According to the eldercare text, in what kind of setting do adult daycare centers operate?

---------- DOCUMENT SECTION

What is eldercare and how do I decide what I need?
Eldercare has become an integral part of our society that ensures the wellbeing of senior citizens. The form of care provided for older adults varies greatly among countries and is changing rapidly.
For most of history, the children and the extended family have taken care of the elderly. This is still the general practice in many societies. However, in the 21st century, life expectancy, decreasing family size, and the geographical dispersion of families have changed this societal norm considerably.
Today, the elderly are increasingly dependant upon government entities, charitable institutions, and private care facilities for their safety and well-being as they age.
What exactly is eldercare?
Eldercare is a broad term for older people’s specialized services that help them live safely and sometimes independently. The benefits are intended to meet their needs and requirements at different stages of their lives.
Eldercare is a broad term because it encompasses many similar terms. Some examples are:
- Elderly care
- Senior care
- Aged care
- Assisted living
- Adult daycare
- Long-term care
- Nursing home care
- Hospice care
- Home care
Why is eldercare needed?
Although eldercare is extremely useful, many senior citizens never require it. They live independently throughout their lives.
The need for eldercare arises when the elderly cannot perform the activities of daily living or ADLs.
ADLs include cooking, bathing, toileting, taking medication, cleaning, driving, and other such activities.
The reasons for the hampering of ADLs may be:
- A decline in physical health like failing eyesight, hearing impairment, arthritis, etc.
- A mental condition like schizophrenia, anxiety, depression, etc.
- An injury like a broken hip or limb.
- Cognitive impairment because of a condition like dementia or Alzheimer’s.
What kind of eldercare is available?
Eldercare has come a long way in recent years. Moreover, through research and development, many different types of senior care have emerged over the years.
Some more popular models of eldercare are:
Home care options for the elderly.
Home care is where the senior citizen gets supportive care at their home. The provider can be his family or a professional caregiver.
Other names for these services are:
- Family provided home care
- Domiciliary care
- Social care
- In-Home care
Adult daycare may be the perfect solution.
Adult daycare centers provide care and help to the elderly during the daytime hours. The operation takes place in an organized setting under the supervision of professional staff. Senior citizens get time for social activities while getting supervised medical attention.
This kind of eldercare is suitable for seniors who are mostly independent and require little supervision.

--------------------
---------- DATA RECORDS

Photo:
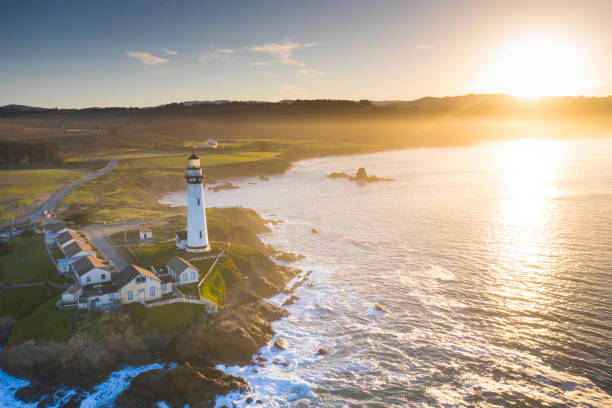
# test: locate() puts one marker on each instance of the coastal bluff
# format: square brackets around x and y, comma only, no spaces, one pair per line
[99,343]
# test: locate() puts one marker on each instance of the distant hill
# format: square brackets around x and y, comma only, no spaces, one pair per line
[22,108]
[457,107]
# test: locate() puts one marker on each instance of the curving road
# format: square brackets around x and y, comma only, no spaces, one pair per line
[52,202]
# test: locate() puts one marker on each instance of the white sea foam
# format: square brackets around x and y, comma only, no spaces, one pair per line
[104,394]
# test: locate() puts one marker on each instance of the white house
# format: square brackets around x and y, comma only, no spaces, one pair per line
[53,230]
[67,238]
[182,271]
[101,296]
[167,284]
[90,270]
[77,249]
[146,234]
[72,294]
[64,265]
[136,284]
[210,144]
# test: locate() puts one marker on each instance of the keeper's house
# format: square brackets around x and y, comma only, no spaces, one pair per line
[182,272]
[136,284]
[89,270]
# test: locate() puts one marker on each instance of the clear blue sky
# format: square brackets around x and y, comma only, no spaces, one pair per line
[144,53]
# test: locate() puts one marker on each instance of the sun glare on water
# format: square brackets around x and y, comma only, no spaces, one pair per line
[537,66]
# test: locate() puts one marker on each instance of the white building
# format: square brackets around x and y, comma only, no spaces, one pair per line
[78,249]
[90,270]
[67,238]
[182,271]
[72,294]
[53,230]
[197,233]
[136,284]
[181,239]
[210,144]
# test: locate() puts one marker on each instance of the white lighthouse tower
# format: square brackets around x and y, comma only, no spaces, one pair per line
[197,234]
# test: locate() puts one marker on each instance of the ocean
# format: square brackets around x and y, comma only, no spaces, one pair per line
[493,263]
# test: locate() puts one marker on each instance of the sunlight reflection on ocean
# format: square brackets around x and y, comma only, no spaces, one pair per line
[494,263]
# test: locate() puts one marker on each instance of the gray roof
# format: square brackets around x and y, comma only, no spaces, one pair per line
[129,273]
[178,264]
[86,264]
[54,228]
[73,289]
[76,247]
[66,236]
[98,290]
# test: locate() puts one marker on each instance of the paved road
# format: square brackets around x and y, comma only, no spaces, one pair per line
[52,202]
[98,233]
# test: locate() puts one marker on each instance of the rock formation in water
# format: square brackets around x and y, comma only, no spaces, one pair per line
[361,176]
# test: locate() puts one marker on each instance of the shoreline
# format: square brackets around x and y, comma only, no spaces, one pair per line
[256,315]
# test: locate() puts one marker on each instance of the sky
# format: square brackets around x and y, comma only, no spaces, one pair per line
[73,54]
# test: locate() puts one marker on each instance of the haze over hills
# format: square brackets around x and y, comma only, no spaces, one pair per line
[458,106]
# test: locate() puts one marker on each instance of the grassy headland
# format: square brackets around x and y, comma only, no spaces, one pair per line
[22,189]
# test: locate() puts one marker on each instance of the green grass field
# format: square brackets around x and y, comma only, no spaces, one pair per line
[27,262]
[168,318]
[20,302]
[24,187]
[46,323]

--------------------
---------- DATA RECORDS

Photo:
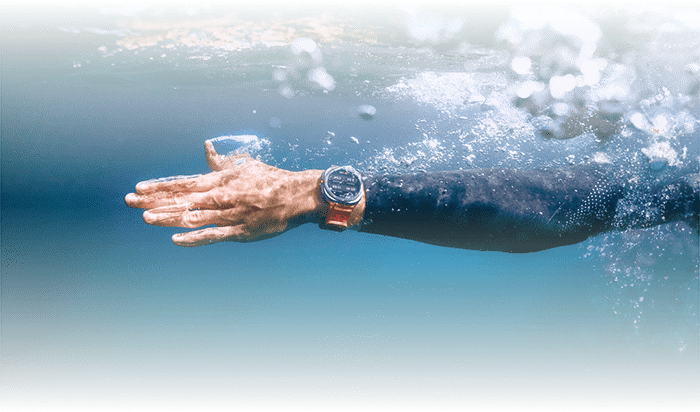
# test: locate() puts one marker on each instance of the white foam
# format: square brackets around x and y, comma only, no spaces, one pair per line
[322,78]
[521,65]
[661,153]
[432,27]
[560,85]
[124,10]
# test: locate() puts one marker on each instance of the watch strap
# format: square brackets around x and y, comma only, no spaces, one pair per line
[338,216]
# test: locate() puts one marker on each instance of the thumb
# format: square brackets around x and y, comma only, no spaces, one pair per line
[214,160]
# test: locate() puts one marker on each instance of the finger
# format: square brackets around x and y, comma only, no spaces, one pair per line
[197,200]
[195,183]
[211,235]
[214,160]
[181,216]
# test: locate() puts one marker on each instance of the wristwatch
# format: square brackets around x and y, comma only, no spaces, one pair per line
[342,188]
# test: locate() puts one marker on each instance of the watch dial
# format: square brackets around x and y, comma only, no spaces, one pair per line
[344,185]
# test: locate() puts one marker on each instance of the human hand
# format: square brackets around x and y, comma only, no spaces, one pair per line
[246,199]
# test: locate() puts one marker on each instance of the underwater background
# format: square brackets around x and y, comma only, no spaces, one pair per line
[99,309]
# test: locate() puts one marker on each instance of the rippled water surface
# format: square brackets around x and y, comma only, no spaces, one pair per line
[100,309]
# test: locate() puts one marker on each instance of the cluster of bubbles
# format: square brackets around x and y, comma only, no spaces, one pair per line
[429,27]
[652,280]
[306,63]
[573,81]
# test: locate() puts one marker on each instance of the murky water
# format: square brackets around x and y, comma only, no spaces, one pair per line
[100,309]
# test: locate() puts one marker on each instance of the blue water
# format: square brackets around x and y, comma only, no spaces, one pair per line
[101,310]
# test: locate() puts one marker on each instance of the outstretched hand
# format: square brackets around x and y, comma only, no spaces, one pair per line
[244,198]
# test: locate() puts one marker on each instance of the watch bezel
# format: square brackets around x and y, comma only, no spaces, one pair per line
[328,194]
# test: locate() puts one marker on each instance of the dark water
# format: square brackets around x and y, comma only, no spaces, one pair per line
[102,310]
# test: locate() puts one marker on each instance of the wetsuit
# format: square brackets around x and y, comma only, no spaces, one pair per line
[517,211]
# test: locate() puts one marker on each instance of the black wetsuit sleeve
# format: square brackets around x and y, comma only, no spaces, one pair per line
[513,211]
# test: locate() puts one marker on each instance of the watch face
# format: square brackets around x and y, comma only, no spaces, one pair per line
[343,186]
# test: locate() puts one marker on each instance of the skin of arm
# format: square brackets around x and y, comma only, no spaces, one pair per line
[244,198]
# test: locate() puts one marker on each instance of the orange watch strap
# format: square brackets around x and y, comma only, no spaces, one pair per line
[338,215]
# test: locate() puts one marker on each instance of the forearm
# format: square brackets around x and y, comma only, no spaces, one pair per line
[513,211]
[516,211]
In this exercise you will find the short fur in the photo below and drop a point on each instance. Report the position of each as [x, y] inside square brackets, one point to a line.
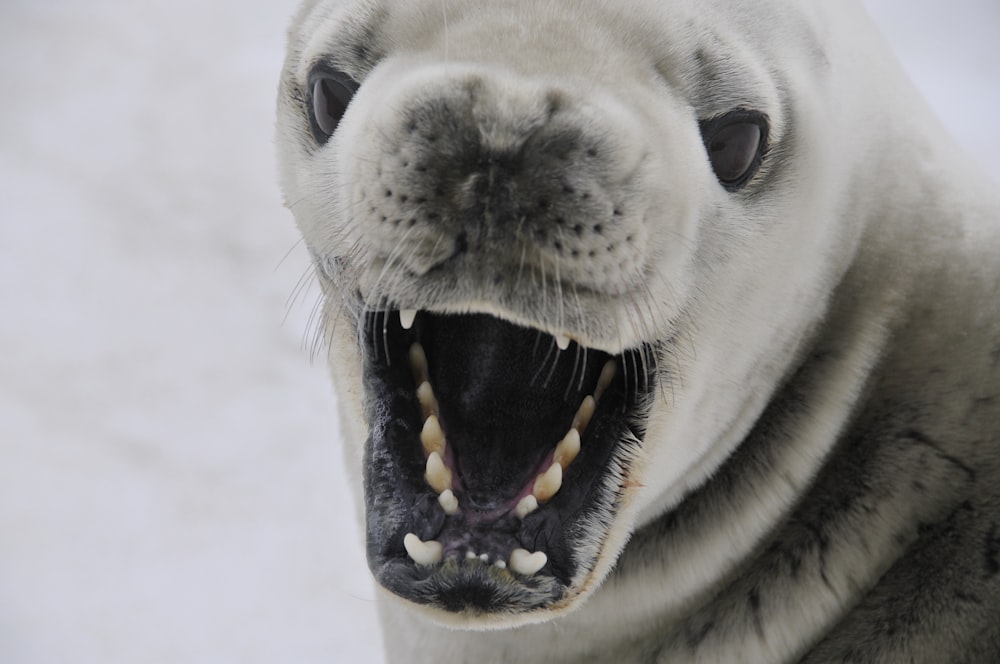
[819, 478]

--------------------

§ **EXERCISE SOLUTION**
They operate in an organized setting under the supervision of professional staff.